» PROBLEM 1
Rewrite the rice krispy Easter egg recipe from "Home-made rice krispy" to "set before serving.", replacing "white chocolate" with "milk chocolate".
» PROBLEM 2
For each statement about the rice krispy Easter egg recipe, answer yes or no to say whether the recipe agrees, and quote the words from the recipe that decide it. (a) The recipe calls for 225g of salted butter. (b) The mixture should be packed firmly into the pan. (c) Each serving contains 41g of carbs.

» READING PASSAGE
----------------

Ingredients

  • Salted butter 225g
  • Marshmallows 340g
  • SpinneysFOOD sea salt ¼ tsp
  • Rice krispies 350g
  • White chocolate 100g
  • Sprinkles 50g

Equipment

  • Easter egg cookie cutter 1

Nutrition (Per serving)

  • Calories 325
  • Fat 15g
  • Saturates 9g
  • Protein 3g
  • Carbs 41g
  • Sugars 3g

Given the cook-at-home nature of Spinneys and natural variations in ingredients, nutritional information is approximated."

Home-made rice krispy easter eggs

American 30 Mins Prep · 15 Mins Cook


  1. Grease a 23cm x 33cm baking tin with cooking spray.
  2. Melt the butter in a large pot over a medium heat. Add marshmallows and salt and stir until completely melted. Continue cooking until marshmallows turn slightly golden, another 5 minutes. Remove from heat and stir in rice krispies.
  3. Pour into a pan and smooth the top, being careful not to pack the rice krispies into the pan too much. Allow to cool completely.
  4. Using an easter egg cookie cutter, cut out easter egg shapes.
  5. Melt the white chocolate and dip the smoothest side of the rice krispie eggs into the chocolate and decorate with sprinkles. Leave to set before serving.

----------------

» SUPPLIED RECORDS

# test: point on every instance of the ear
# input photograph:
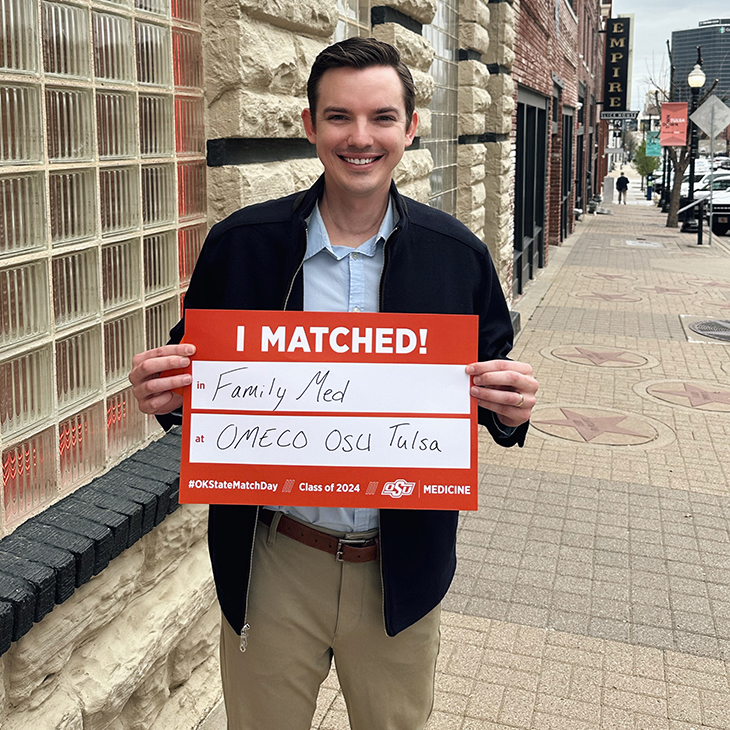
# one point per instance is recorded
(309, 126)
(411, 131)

----------------

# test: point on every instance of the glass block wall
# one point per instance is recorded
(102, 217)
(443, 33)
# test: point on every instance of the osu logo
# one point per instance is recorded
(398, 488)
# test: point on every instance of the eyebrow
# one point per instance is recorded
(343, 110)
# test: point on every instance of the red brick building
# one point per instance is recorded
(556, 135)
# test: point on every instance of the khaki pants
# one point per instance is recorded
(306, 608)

----------------

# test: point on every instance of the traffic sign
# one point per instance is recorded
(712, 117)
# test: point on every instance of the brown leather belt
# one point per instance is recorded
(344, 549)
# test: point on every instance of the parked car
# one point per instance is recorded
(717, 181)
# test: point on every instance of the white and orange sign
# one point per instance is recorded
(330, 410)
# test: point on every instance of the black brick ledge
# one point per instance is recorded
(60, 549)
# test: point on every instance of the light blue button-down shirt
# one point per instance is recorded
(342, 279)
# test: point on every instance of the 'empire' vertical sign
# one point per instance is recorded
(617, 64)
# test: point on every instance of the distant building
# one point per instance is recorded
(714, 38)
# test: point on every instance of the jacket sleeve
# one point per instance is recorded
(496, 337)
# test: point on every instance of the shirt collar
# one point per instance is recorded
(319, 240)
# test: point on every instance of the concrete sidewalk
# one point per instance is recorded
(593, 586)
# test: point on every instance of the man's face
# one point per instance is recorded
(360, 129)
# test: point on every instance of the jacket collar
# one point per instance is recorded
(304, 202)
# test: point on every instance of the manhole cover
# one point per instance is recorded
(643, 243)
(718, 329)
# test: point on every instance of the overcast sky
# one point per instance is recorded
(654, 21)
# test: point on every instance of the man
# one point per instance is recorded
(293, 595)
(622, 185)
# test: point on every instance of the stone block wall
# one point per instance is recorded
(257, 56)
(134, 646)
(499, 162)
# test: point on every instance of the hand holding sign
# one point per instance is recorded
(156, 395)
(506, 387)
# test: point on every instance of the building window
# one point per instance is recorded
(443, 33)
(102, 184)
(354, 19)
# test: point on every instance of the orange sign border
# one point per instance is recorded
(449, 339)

----------------

» RESPONSE BOX 1
Home-made rice krispy easter eggs

American 30 Mins Prep · 15 Mins Cook


  1. Grease a 23cm x 33cm baking tin with cooking spray.
  2. Melt the butter in a large pot over a medium heat. Add marshmallows and salt and stir until completely melted. Continue cooking until marshmallows turn slightly golden, another 5 minutes. Remove from heat and stir in rice krispies.
  3. Pour into a pan and smooth the top, being careful not to pack the rice krispies into the pan too much. Allow to cool completely.
  4. Using an easter egg cookie cutter, cut out easter egg shapes.
  5. Melt the milk chocolate and dip the smoothest side of the rice krispie eggs into the chocolate and decorate with sprinkles. Leave to set before serving.

» RESPONSE BOX 2
(a) Yes: "Salted butter 225g"
(b) No: "being careful not to pack the rice krispies into the pan too much"
(c) Yes: "Carbs 41g"